Photo-based referring expression data:
※ ※ ※

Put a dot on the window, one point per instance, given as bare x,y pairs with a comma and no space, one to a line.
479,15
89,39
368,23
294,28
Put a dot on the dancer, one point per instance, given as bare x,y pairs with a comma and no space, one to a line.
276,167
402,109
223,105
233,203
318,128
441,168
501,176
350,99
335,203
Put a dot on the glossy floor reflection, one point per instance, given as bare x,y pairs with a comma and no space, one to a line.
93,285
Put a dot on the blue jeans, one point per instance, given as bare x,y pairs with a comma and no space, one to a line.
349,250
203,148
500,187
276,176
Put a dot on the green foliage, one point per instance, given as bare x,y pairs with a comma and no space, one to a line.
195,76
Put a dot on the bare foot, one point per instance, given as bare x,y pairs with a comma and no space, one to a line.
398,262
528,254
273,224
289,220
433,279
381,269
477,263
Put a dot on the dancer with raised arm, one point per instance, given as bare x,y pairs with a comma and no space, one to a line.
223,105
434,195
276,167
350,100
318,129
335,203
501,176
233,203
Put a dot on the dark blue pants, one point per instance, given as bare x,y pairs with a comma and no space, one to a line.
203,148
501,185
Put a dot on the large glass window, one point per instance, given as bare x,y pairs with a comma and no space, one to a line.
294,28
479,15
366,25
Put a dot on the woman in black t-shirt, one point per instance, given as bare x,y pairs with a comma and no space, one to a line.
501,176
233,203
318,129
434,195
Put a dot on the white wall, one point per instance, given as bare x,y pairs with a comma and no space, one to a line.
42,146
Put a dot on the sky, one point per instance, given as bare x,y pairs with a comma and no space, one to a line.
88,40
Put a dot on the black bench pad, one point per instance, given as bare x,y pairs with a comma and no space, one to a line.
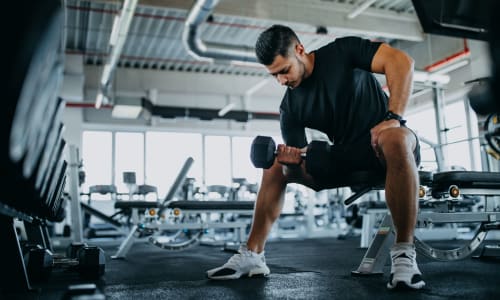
466,179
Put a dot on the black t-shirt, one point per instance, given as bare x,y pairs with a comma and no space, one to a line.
341,97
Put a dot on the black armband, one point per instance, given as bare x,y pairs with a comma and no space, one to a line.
389,115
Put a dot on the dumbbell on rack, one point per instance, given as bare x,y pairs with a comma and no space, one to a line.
263,153
88,261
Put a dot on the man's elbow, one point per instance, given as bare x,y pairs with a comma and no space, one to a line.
406,61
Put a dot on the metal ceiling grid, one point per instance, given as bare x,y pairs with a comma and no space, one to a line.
154,39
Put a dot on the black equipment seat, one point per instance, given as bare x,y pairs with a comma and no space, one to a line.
102,189
125,204
468,183
362,182
189,205
212,205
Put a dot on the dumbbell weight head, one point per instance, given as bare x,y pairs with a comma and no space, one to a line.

※ ※ ※

▶ **YOUR GOAL**
Before handing back the copy, remove the pictures; otherwise print the data exactly.

▶ **FINISHED TASK**
Put a dot on the window, one point per instance, given as bare x,y pairs with a comma and no space, one to a line.
479,15
89,39
368,23
294,28
Put a dot on the dancer, one point per instance, given as bare x,y pairs with a comma and no space, one to a line.
276,167
402,109
223,105
233,203
318,128
441,168
501,176
350,99
335,203
Put a dot on the glossy floor reflection, one point per instance, given as bare x,y pairs with a comma and no space, one to a line.
93,285
Put a dot on the blue jeans, one point per instance, given as bare x,y pairs with a comma and no space, one to a line.
349,250
203,148
500,187
276,176
Put a dot on the green foliage, one point per instance, given as bare x,y pairs with a comma and no space, one to a line.
195,76
Put a dot on the bare foot, one point per instance, given as bare x,y pairs with a comma and no space, one to a line.
398,262
528,254
273,224
289,220
433,279
381,269
477,263
Put a dot on the dancer with raised arm, one point per instance, given as bare x,y pairs with a comma and no space, one to a line.
223,105
434,195
276,167
350,100
318,129
335,203
501,176
233,203
Put a dot on the dark blue pants, one point per instance, given as bare x,y pairs with a comma and no space, one to a line.
203,148
501,185
Put a dot on the large glass window, one point per instance, given as bare x,y pairs with a comma and no space, one to a line.
294,28
479,15
366,25
Put a dot on the woman in black t-shirt, one point per instance, given as bare x,y pairs with a comma and no space, one to a line.
501,176
233,203
318,129
434,195
Put a dot on the white wall, one point per instance, given as bare x,y pairs with a comma and no space, one to a line.
42,146
Put a dot on the sky, one point per instance, given as bare x,y pairs with a comma and no space, one to a line.
88,40
Put a dot on the black bench pad, one point per instance, given as bare x,y pairs with a comma and no space, one to a line.
466,179
Put a dot on the black t-shirt, one point per instance, given as bare x,y pairs with a comma and no space, one to a line.
341,97
Put a dot on the black armband, one point per instance, given as bare x,y pairs with a comma and no space, one to a line.
389,115
Put a dot on the dumbbell on rack, one point per instance, given as bare x,y pairs with a comma and no space, one to a line.
263,153
88,261
Put a dot on the man's elbow, one point per instance, given as bare x,y pairs with a comma and no space, one to a line.
406,61
Put a dot on the metal ceiling grid, one point per instance, given as bare x,y pairs with a comma and no space, one to a line.
154,39
Put a dot on the black equipment seat, one point per instance, given as bare x,y pairs with a comma and no space, one to a line.
102,189
125,204
468,183
362,182
189,205
212,205
Put a dot on the dumbbell weight head, one point per instance, given as bare x,y pairs with a comma and no space, one to a line.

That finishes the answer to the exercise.